Try it – Here is a block of records. Copy every line in it that includes "forehead".

Information provided –
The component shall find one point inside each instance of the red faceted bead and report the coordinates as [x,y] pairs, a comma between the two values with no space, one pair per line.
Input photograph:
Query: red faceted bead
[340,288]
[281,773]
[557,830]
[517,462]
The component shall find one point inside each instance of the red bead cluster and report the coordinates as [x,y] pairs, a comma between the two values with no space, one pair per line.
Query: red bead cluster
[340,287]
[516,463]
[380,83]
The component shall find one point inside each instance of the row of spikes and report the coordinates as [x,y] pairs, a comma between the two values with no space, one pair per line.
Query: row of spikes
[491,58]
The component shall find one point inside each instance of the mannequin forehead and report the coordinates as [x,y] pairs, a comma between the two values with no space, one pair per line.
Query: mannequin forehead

Solution –
The component shall find one point inside each instance of the mannequin forehead and report the coordinates as [x,y] pairs, a comma between the two values with no space, one pair per line.
Query: mannequin forehead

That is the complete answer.